All lines from the one holding "Camera-trap review: tag the bush" down to the last line of the entries are to be reproduced exactly, with no other lines.

Segment Start: ENTRIES SHOWN

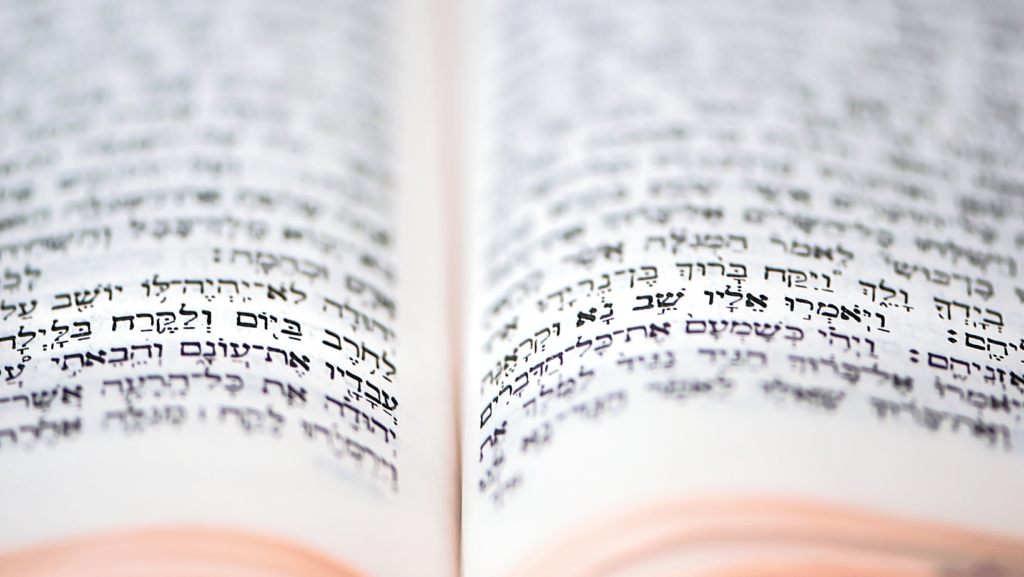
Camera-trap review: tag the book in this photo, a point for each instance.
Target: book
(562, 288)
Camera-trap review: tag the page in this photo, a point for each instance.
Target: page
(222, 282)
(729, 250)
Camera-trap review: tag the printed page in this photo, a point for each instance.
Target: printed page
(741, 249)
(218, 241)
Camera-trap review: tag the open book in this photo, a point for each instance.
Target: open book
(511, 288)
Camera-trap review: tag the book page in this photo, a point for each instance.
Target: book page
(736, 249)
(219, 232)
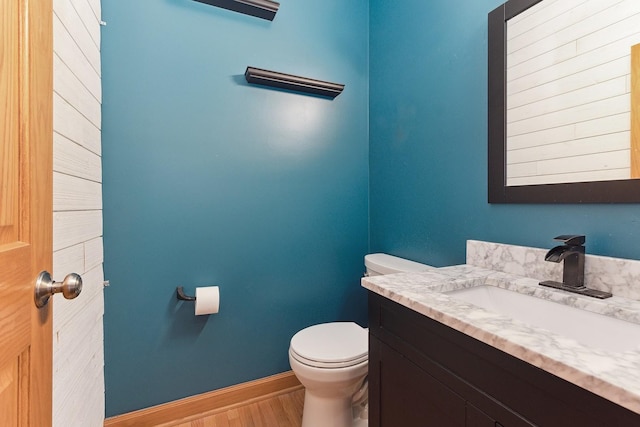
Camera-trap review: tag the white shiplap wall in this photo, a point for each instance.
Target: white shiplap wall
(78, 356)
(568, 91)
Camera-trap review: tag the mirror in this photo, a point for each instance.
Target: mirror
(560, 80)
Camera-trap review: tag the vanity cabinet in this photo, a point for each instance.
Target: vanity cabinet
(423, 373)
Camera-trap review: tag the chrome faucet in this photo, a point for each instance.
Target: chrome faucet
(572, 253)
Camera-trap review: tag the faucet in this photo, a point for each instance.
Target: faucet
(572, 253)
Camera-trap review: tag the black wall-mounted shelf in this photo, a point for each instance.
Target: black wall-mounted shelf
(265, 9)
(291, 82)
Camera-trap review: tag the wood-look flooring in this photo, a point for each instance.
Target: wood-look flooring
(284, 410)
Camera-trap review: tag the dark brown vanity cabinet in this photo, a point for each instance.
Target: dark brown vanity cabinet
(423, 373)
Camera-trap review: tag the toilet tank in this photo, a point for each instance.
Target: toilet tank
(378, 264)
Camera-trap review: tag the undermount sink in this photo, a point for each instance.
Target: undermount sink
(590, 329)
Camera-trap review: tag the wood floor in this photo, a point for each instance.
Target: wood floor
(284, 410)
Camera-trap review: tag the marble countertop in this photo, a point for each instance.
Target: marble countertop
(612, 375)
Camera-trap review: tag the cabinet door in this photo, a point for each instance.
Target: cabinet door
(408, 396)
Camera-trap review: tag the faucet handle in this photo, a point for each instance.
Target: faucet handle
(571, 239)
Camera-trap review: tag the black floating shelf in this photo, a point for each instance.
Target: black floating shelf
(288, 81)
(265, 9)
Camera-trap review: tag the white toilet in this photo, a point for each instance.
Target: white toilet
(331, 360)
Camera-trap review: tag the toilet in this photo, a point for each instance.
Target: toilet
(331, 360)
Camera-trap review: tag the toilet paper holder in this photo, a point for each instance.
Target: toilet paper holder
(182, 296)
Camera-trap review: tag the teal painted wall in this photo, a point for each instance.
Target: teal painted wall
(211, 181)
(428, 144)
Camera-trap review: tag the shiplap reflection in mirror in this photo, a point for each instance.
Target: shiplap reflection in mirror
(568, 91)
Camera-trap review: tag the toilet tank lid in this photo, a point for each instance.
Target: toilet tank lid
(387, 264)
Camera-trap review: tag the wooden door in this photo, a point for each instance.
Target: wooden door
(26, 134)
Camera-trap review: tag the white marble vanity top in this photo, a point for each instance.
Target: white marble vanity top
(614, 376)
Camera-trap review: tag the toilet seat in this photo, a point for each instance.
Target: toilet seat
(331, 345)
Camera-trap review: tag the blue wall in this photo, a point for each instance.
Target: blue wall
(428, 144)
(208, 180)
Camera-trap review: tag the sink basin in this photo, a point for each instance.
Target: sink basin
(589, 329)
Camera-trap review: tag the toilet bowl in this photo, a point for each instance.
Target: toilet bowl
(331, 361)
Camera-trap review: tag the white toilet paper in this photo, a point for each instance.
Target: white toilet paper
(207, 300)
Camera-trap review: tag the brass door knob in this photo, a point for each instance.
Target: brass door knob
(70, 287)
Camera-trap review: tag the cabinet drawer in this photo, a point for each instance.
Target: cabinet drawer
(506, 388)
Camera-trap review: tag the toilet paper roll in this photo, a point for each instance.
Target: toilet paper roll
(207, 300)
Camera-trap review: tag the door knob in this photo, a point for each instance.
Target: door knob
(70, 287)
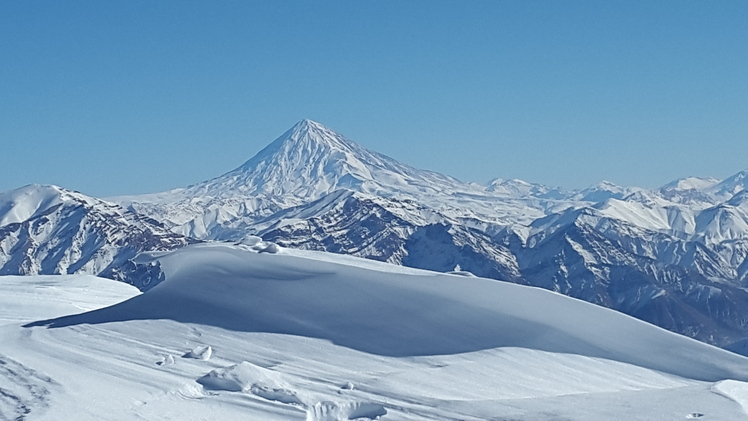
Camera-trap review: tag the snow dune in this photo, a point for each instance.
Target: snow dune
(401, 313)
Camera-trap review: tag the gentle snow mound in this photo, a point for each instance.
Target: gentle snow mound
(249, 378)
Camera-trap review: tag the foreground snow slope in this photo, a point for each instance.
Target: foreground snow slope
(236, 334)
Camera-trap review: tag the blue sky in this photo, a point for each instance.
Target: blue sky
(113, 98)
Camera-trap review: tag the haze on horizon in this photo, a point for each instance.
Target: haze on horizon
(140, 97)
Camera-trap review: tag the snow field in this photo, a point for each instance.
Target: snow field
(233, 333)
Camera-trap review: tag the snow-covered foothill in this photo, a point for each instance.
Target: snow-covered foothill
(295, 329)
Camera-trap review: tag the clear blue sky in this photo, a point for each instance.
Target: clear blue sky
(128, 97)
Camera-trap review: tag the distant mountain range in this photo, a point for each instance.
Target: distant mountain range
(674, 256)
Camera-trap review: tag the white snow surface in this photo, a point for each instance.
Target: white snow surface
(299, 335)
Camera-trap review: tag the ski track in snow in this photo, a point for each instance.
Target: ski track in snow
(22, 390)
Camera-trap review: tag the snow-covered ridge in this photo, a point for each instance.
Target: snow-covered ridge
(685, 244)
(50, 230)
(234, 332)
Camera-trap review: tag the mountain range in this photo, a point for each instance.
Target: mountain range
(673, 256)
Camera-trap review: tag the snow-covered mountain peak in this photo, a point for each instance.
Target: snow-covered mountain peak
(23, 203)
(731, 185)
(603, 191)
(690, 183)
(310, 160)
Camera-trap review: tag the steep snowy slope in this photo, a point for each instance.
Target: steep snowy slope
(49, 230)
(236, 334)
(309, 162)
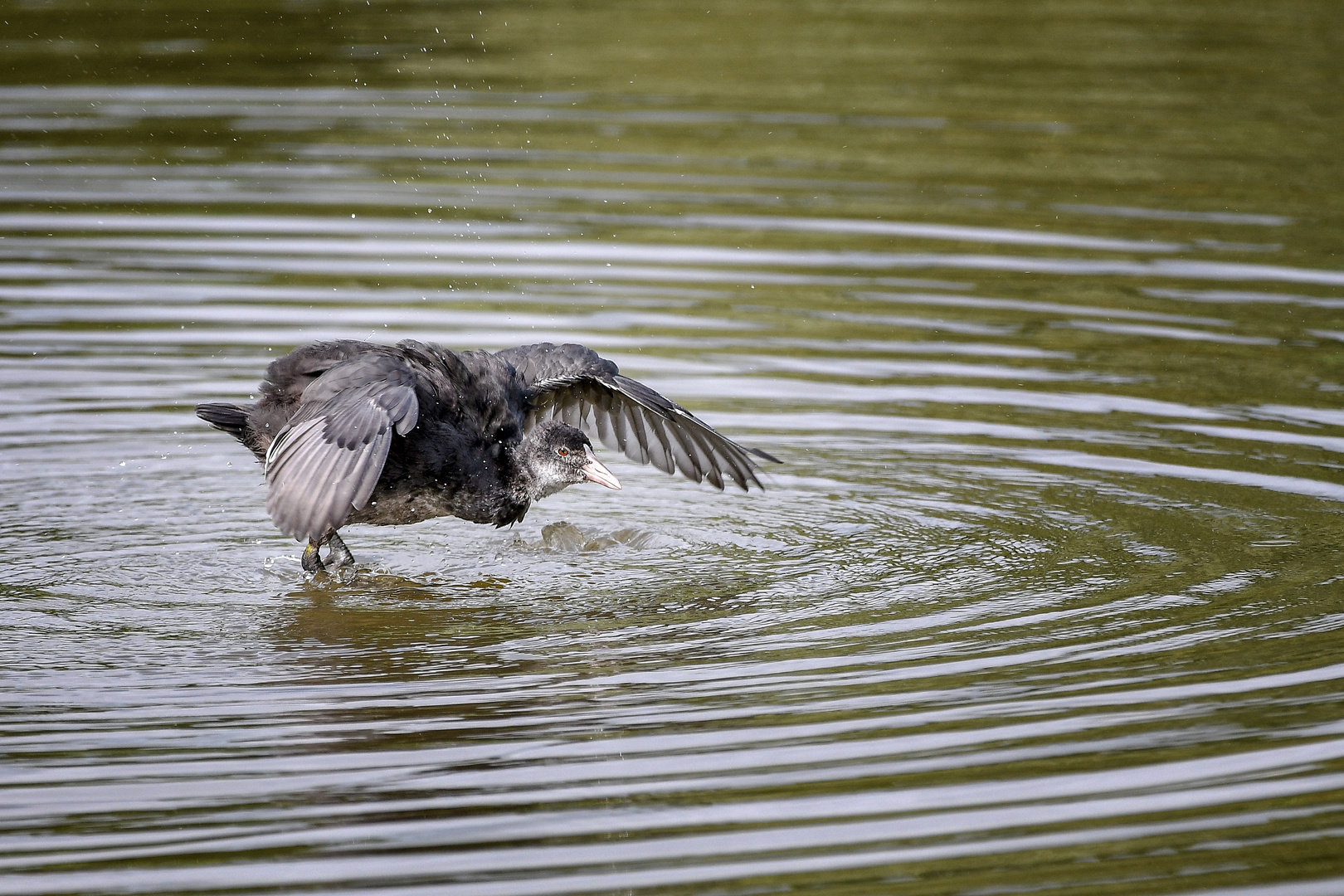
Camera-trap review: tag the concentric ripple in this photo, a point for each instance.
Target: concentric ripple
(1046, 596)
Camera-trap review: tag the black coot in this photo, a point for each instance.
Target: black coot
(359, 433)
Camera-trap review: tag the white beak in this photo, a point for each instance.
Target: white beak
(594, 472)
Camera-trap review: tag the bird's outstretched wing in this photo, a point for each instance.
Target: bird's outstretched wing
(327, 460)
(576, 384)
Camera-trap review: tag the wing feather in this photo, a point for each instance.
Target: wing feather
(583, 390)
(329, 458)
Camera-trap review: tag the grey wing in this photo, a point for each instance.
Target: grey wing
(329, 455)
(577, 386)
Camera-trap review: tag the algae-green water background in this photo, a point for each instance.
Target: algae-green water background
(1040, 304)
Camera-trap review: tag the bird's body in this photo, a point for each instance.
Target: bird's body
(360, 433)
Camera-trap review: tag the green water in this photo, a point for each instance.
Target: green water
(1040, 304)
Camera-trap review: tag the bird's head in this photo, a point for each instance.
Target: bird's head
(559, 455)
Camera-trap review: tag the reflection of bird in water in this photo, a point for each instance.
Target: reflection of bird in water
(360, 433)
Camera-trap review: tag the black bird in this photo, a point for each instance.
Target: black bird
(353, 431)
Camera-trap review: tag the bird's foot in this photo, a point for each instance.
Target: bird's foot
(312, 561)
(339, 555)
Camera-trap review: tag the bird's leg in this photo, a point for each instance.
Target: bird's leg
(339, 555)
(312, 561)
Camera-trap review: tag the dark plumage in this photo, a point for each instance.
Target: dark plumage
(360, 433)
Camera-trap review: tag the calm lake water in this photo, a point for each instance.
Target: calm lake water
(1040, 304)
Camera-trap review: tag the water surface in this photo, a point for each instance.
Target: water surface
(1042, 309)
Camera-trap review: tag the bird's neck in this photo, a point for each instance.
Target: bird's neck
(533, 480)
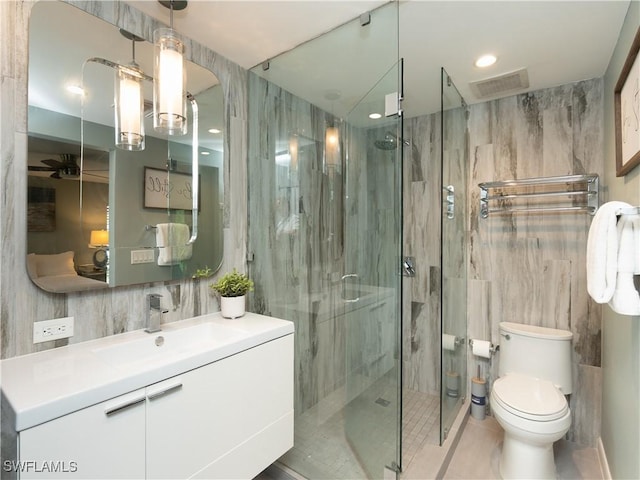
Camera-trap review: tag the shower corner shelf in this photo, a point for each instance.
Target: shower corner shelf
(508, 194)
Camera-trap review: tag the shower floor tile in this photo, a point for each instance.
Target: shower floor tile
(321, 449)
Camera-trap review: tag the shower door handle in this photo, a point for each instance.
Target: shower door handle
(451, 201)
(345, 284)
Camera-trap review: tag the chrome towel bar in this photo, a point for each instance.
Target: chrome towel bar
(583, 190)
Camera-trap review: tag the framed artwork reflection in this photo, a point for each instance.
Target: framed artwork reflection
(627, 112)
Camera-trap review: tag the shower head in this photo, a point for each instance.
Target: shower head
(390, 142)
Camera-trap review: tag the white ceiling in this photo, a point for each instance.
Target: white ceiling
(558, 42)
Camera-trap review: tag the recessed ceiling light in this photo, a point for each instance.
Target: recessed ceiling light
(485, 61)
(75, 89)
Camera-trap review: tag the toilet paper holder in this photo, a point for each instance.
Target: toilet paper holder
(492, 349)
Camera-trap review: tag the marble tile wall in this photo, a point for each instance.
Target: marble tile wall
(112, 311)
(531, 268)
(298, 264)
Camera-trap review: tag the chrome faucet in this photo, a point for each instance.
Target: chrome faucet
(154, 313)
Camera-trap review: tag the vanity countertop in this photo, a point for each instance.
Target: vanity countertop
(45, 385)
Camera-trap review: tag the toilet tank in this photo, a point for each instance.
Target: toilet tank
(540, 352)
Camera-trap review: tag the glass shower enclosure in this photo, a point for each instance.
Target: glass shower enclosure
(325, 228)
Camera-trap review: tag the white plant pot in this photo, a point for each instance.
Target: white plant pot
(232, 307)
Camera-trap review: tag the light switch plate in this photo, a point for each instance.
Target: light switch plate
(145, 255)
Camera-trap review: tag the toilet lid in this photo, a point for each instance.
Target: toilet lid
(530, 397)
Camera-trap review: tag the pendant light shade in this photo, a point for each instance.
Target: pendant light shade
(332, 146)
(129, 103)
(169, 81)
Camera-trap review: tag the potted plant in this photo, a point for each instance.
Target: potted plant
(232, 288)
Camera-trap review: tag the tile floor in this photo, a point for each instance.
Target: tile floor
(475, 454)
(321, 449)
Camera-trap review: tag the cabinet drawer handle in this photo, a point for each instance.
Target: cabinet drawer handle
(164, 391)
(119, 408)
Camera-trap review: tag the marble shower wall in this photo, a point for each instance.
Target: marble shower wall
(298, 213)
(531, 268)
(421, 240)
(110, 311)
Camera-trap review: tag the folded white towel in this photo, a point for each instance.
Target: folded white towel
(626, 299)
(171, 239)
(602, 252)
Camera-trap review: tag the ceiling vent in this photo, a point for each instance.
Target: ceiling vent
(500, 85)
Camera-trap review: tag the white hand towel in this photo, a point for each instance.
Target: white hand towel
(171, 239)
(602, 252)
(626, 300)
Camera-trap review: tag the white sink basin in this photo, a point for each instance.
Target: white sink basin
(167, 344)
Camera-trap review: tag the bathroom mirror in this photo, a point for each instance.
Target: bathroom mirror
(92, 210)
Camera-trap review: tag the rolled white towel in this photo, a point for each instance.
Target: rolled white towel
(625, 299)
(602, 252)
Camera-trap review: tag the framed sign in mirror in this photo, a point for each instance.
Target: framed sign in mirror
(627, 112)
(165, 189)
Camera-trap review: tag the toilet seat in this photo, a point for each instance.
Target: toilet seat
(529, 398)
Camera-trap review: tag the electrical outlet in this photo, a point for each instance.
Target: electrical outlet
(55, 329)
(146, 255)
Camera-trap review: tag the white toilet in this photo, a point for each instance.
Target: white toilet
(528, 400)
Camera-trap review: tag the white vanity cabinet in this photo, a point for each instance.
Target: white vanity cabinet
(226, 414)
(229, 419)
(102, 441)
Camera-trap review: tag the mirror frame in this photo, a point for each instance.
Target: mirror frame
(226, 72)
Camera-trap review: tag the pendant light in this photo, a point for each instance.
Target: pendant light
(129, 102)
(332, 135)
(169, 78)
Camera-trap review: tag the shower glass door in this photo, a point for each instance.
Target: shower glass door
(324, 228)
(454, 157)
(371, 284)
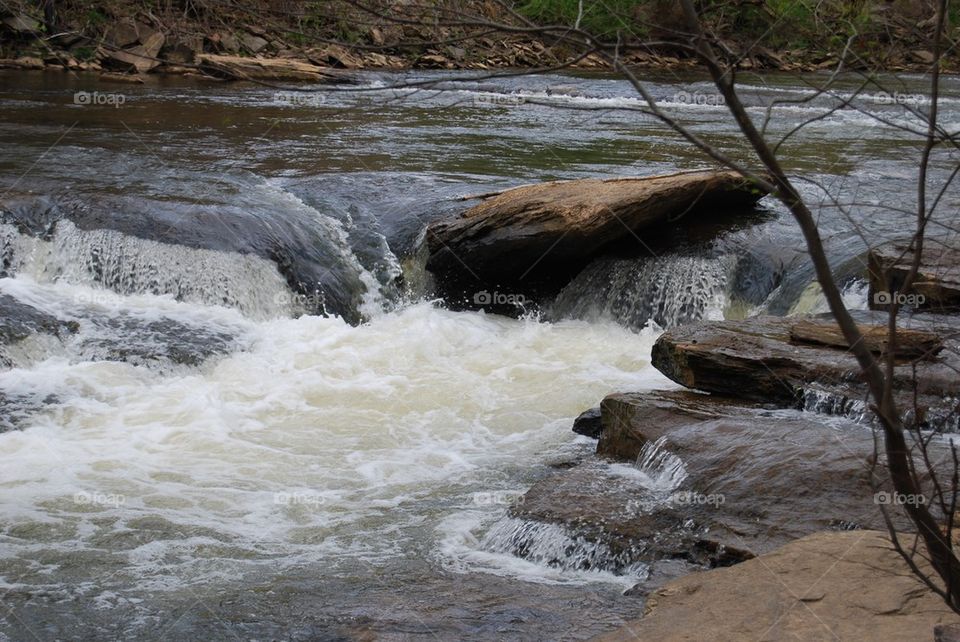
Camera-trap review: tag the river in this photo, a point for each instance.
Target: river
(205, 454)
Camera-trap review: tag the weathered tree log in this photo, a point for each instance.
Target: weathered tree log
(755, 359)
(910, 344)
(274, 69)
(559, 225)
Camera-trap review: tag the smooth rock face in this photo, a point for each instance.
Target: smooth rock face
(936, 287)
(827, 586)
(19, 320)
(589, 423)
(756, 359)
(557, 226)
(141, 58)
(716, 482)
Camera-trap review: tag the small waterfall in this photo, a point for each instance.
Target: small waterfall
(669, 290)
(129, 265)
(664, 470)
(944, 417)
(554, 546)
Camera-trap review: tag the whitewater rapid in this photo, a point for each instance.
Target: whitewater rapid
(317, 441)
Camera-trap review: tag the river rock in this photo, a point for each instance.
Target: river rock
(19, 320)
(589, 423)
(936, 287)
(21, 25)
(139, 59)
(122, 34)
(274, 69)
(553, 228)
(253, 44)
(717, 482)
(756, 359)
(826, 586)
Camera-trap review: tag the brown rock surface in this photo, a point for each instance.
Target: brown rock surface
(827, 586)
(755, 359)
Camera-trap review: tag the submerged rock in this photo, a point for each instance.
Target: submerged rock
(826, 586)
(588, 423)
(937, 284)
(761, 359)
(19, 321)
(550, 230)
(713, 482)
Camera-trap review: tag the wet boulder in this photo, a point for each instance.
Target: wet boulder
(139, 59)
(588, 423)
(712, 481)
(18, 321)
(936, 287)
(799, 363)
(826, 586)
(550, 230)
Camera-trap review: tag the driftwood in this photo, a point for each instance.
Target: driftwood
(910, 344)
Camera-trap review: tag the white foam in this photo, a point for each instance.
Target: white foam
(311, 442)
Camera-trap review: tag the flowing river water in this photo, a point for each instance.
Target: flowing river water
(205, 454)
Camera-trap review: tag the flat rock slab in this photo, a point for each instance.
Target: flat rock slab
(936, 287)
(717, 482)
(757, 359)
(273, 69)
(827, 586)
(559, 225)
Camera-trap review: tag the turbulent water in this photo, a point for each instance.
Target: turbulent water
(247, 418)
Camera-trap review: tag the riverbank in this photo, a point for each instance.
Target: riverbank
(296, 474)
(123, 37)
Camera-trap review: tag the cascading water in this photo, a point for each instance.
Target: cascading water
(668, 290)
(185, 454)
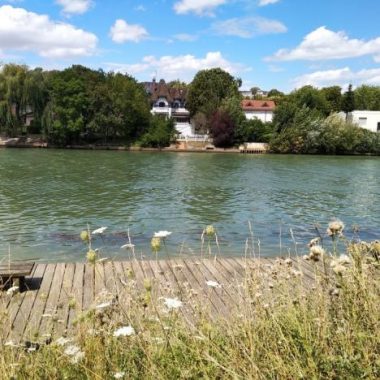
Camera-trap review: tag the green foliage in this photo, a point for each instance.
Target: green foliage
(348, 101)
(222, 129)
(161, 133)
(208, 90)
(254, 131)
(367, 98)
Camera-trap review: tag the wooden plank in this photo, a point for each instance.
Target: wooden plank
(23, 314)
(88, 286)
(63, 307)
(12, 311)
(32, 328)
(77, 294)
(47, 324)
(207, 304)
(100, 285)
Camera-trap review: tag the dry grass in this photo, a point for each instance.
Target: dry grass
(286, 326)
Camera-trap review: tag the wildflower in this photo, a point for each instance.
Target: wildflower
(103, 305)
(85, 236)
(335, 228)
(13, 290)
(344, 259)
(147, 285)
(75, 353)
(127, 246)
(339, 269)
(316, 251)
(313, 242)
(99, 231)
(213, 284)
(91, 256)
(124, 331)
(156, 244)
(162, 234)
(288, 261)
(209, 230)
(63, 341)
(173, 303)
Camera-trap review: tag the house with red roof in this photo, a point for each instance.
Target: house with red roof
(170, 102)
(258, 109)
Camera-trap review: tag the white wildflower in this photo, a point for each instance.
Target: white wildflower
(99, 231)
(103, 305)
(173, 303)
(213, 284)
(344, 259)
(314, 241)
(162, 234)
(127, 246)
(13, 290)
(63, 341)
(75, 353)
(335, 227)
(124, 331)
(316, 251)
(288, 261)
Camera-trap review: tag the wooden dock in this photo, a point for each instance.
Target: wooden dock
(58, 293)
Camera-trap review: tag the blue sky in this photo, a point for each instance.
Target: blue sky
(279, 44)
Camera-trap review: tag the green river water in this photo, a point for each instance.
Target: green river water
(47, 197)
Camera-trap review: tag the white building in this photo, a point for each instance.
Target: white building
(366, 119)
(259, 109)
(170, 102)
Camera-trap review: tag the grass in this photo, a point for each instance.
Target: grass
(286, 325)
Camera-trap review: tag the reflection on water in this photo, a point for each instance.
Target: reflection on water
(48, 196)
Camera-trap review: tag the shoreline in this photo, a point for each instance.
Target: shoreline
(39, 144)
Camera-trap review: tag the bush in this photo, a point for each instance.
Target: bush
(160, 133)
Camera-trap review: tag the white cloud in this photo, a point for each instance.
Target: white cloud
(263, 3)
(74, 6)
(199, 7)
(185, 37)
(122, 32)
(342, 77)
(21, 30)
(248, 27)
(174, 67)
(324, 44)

Segment End: ENTRIES SHOWN

OUTPUT BELOW ▸
Camera-trap review: tag the bush in this photo, a point for each instance.
Target: bush
(160, 133)
Camera-trap review: tag the white cloud in this photo, a point for each instance.
Target: white cloud
(263, 3)
(74, 6)
(199, 7)
(185, 37)
(122, 32)
(342, 77)
(21, 30)
(248, 27)
(174, 67)
(324, 44)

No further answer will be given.